● **Brief**
Rewrite the rows below as a numbered list, starting at the line containing "and white banner" and ending at the last line of the rows. Leave out any blank lines.

● **Listed entries**
********

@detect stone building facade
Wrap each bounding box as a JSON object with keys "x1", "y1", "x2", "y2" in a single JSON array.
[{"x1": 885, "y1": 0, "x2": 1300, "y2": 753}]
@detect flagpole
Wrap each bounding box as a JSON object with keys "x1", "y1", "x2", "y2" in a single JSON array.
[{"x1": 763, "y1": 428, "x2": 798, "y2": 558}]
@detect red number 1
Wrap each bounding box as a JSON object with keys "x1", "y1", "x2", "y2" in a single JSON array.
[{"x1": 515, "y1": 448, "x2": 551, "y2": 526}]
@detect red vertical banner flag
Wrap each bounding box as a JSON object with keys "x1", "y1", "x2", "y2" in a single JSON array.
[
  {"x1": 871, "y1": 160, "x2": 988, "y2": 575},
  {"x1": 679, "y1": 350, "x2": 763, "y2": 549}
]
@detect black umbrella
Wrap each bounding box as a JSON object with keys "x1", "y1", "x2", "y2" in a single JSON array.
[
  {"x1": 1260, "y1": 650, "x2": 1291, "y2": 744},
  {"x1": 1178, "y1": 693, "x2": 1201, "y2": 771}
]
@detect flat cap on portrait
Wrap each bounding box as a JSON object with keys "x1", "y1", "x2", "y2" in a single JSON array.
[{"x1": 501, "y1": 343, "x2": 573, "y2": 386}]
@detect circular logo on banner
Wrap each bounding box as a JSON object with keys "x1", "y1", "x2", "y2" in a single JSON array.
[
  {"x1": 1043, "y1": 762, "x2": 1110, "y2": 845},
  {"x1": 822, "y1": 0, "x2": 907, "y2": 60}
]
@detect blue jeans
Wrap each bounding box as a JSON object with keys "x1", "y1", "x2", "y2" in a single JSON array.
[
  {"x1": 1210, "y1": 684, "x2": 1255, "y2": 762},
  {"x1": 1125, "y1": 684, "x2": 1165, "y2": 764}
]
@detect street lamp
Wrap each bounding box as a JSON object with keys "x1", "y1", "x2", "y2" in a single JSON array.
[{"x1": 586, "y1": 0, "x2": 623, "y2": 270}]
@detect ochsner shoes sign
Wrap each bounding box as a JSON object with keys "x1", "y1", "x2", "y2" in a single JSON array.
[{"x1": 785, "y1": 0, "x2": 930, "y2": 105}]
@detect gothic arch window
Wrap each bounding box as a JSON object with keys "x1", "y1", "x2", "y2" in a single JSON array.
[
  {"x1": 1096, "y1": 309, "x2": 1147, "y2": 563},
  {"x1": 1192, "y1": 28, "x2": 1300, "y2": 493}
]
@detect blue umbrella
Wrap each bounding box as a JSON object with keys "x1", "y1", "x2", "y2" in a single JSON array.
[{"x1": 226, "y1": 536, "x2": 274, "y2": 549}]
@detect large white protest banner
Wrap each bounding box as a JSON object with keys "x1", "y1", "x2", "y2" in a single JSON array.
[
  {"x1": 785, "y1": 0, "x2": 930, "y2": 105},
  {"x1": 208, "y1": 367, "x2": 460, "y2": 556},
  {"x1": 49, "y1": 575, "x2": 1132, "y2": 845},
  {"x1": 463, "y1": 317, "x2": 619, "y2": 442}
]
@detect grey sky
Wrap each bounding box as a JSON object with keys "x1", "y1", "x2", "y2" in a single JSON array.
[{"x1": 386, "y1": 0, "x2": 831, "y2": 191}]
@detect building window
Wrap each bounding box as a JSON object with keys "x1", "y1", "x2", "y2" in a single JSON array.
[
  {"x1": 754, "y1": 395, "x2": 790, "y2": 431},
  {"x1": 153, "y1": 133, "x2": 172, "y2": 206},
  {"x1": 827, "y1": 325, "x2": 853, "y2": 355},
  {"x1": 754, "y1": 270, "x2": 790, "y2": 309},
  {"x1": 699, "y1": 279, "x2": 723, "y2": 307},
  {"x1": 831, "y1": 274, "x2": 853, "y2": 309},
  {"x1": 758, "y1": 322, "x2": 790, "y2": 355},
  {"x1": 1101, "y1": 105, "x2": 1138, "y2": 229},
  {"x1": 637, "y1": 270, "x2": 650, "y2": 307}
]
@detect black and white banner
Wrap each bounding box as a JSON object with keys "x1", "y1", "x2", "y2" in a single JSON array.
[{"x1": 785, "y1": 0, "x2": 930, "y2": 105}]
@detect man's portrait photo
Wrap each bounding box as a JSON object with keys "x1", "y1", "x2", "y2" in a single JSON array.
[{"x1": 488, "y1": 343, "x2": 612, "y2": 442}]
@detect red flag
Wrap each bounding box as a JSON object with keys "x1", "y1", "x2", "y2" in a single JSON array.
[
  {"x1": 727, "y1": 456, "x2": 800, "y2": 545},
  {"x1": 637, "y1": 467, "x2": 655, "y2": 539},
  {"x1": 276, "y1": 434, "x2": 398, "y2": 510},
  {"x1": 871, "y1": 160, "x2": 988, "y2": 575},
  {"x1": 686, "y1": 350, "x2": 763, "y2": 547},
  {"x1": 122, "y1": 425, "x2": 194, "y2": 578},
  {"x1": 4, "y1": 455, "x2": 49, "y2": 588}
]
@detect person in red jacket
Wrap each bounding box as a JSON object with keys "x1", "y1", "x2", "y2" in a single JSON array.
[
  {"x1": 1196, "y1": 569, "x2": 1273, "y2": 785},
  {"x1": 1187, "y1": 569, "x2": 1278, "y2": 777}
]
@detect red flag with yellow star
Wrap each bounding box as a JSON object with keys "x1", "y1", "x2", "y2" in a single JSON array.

********

● **Final result**
1. @detect black and white banner
2. Wrap each bounding box as a JSON object with keys "x1", "y1", "x2", "y2" in a single JSON array.
3. [{"x1": 785, "y1": 0, "x2": 930, "y2": 105}]
4. @detect man's portrait photo
5. Wrap each bounding box as a JSON object with keys "x1", "y1", "x2", "y2" in a single JSON array.
6. [{"x1": 488, "y1": 343, "x2": 612, "y2": 442}]
7. @detect red flag
8. Wrap each bounding box as a JSON object with keys "x1", "y1", "x2", "y2" in a single JSON array.
9. [
10.   {"x1": 727, "y1": 456, "x2": 800, "y2": 545},
11.   {"x1": 637, "y1": 467, "x2": 655, "y2": 539},
12.   {"x1": 276, "y1": 434, "x2": 398, "y2": 510},
13.   {"x1": 871, "y1": 160, "x2": 988, "y2": 575},
14.   {"x1": 686, "y1": 350, "x2": 763, "y2": 547},
15.   {"x1": 122, "y1": 425, "x2": 194, "y2": 578},
16.   {"x1": 4, "y1": 455, "x2": 49, "y2": 588}
17. ]
18. @detect person in red jacket
19. Wrap each bounding box as a JSON object with keys "x1", "y1", "x2", "y2" in a single JSON array.
20. [
21.   {"x1": 1196, "y1": 569, "x2": 1273, "y2": 785},
22.   {"x1": 1187, "y1": 569, "x2": 1278, "y2": 777}
23. ]
24. @detect red flag with yellow star
25. Wrap each bounding box as a JSON object with keys "x1", "y1", "x2", "y2" in a single JSON array.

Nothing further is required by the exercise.